• [EXCERPT]
==================================================

Pictured left is a perfectly perfect Romanesco cauliflower from our pickup today, courtesy Weiser Family Farms.
For lunch and dinner, I usually skip the eggs and turn to savory vegetables. The combination of kale and onions is wonderful in a quesadilla. Slice the onion thinly lengthwise and saute it in a little oil until the onion is translucent. Chop the kale in thin slices and add it to the onions. Cook until soft. In the meantime, grate some jack cheese. You can use pepper jack if you'd like some spice, or try asadero cheese, which is a Mexican cheese available in most markets.
You can use flour or corn tortillas, but for this quesadilla, I prefer corn tortillas. If you have access to thicker, hand-made style tortillas, even better.

==================================================

• [PROVIDED MATERIAL]

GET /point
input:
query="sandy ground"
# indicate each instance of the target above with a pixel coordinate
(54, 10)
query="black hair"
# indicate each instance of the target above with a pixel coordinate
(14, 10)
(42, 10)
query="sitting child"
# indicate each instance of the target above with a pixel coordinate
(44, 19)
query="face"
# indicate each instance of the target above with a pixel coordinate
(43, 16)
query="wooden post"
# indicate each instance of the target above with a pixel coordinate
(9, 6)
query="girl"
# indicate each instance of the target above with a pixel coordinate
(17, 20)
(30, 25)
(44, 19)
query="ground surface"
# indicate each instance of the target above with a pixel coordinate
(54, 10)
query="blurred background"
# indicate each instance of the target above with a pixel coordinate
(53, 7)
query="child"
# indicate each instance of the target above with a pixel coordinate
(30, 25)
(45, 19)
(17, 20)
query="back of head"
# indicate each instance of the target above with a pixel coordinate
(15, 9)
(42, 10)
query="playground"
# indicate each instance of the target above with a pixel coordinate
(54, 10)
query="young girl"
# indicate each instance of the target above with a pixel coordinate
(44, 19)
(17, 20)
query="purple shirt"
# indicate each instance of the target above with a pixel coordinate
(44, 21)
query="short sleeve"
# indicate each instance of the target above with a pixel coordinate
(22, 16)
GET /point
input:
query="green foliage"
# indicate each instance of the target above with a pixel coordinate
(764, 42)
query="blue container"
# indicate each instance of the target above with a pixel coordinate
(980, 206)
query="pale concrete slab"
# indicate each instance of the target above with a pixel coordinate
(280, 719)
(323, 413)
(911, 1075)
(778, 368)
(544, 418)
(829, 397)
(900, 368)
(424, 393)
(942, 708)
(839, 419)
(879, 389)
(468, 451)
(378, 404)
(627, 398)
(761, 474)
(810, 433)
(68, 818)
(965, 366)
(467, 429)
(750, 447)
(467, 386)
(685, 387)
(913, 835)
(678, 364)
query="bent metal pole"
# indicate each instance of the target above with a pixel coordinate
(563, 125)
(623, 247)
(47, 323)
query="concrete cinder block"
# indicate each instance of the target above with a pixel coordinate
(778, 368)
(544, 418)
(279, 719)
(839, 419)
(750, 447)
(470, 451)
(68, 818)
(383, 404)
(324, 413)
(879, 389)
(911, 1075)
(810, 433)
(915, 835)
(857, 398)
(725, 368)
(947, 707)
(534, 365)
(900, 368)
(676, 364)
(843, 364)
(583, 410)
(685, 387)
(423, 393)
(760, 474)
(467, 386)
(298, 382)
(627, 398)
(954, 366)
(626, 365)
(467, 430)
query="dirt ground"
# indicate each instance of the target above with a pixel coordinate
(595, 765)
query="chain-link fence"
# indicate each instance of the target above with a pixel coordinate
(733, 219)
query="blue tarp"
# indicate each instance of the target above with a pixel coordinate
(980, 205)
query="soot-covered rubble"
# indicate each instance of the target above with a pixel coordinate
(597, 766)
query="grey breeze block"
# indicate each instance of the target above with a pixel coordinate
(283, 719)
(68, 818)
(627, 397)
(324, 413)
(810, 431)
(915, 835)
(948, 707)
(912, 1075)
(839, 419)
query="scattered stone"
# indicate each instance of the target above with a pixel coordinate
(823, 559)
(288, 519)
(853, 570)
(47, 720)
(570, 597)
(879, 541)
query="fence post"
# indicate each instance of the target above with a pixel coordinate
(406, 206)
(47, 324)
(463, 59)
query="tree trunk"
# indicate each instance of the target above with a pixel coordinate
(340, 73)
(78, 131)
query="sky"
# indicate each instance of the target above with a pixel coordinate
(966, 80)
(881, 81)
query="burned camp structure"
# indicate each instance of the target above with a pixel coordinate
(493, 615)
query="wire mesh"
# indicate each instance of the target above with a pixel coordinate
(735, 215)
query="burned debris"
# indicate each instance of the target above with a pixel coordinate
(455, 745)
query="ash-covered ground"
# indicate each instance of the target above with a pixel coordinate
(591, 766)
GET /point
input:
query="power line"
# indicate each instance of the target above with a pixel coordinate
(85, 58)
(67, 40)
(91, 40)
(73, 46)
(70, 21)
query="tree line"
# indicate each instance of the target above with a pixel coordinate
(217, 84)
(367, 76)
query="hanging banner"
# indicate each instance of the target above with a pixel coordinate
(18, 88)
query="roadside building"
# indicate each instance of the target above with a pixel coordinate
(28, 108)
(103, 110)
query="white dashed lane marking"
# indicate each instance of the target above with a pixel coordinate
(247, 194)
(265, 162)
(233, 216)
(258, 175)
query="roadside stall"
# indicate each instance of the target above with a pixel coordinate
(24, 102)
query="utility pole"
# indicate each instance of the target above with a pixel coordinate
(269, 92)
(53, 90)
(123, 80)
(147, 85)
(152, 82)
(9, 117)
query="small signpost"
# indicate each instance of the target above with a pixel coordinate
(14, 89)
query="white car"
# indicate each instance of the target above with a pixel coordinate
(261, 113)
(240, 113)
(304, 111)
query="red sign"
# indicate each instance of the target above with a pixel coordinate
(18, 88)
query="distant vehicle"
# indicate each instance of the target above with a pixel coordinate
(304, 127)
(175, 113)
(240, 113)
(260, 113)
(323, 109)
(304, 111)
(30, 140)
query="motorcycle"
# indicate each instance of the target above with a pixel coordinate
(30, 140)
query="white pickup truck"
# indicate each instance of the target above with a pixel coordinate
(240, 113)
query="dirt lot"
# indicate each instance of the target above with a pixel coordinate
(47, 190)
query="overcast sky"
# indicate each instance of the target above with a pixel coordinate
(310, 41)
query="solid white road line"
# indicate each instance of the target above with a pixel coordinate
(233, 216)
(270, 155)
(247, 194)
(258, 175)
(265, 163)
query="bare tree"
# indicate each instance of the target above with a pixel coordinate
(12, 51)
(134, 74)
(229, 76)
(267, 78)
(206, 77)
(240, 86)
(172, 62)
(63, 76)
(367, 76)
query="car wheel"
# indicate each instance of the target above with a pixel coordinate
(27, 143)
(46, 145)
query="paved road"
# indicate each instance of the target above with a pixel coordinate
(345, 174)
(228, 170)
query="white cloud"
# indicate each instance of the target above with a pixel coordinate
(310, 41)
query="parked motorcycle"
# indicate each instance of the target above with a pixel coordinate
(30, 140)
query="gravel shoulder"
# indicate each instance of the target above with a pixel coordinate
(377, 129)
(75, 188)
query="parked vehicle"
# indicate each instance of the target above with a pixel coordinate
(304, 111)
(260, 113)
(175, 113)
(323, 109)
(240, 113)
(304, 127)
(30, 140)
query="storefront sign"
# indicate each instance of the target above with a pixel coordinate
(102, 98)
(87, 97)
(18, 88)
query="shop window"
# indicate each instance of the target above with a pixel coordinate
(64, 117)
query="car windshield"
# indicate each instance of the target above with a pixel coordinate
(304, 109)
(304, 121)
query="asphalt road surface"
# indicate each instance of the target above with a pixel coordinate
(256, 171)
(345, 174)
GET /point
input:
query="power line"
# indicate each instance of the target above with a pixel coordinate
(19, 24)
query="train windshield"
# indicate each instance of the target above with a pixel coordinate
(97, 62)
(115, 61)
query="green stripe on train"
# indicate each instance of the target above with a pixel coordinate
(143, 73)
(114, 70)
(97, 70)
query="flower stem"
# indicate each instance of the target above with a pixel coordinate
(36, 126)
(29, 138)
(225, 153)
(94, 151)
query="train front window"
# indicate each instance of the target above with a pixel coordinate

==================================================

• [TASK PROMPT] In the kale quesadilla text, which type of tortilla does the writer prefer for this quesadilla?

• [ANSWER BELOW] Corn tortillas.